Alla mostra di Venezia quest’anno si è visto come classico restaurato l’esordio del regista Cerny Petr (Pietro il nero distribuito come L’asso di picche (1964) storia di uno svagato apprendista garzone di alimentari interessato solo a sistemarsi i capelli e a rimorchiare le ragazzine a dispetto dell’etica del lavoro socialista, uno straordinario ritratto della società e della giovane generazione nel socialismo reale contrapposta alle convinzioni della generazione dei padri. Le allusioni erano tradotte in invenzioni cinematografiche con pochissime battute così la censura non avrebbe potuto intervenire, l’occhio attento a ogni sfumatura.

Forman aveva già diretto un divertente acido cortometraggio, Konkurs, competizione sulle orchestrine locali dove la musica era oggetto di severa valutazione da parte di commissioni del partito. La musica nei suoi film, dal twist al jazz, dalla polka, al pop, alla musica da camera fino ai concerti gli è sempre servita a rendere meno amaro il livello di critica sociale, a sottolineare le assurdità del contesto, a farne una sorta di commento a cui non servono parole.

▶ Compiti ed esercizi:
**a.** Trascrivi dal testo fornito il passo che va da "Alla mostra di" fino a "a ogni sfumatura.".
**b.** Riassumi il testo fornito in due frasi.
**c.** Riscrivi sotto forma di elenco il paragrafo del testo fornito che comincia con "Forman aveva già diretto", conservandone i fatti principali.

▶ Informazioni:
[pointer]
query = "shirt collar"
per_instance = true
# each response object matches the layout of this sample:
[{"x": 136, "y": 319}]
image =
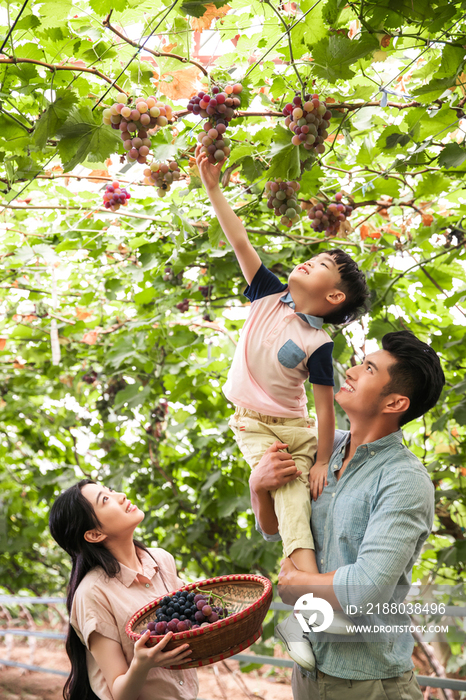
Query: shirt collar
[
  {"x": 314, "y": 321},
  {"x": 127, "y": 576}
]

▶ Soluzioni:
**a.**
Alla mostra di Venezia quest’anno si è visto come classico restaurato l’esordio del regista Cerny Petr (Pietro il nero distribuito come L’asso di picche (1964) storia di uno svagato apprendista garzone di alimentari interessato solo a sistemarsi i capelli e a rimorchiare le ragazzine a dispetto dell’etica del lavoro socialista, uno straordinario ritratto della società e della giovane generazione nel socialismo reale contrapposta alle convinzioni della generazione dei padri. Le allusioni erano tradotte in invenzioni cinematografiche con pochissime battute così la censura non avrebbe potuto intervenire, l’occhio attento a ogni sfumatura.

**b.** Alla mostra di Venezia è stato presentato come classico restaurato L'asso di picche (1964), film d'esordio che racconta uno svagato apprendista garzone di alimentari e ritrae la giovane generazione nel socialismo reale, contrapposta a quella dei padri, con allusioni tradotte in invenzioni cinematografiche per sfuggire alla censura. Forman, che aveva già diretto il cortometraggio Konkurs sulle orchestrine locali giudicate da commissioni del partito, ha sempre usato la musica nei suoi film per attenuare la critica sociale e sottolineare le assurdità del contesto.

**c.**
- Forman aveva già diretto Konkurs, un cortometraggio divertente e acido.
- Konkurs racconta una competizione tra orchestrine locali, in cui la musica era valutata severamente da commissioni del partito.
- Nei film di Forman compaiono molti generi musicali: twist, jazz, polka, pop, musica da camera e concerti.
- La musica gli è sempre servita a:
  - rendere meno amaro il livello di critica sociale;
  - sottolineare le assurdità del contesto;
  - fare da commento senza bisogno di parole.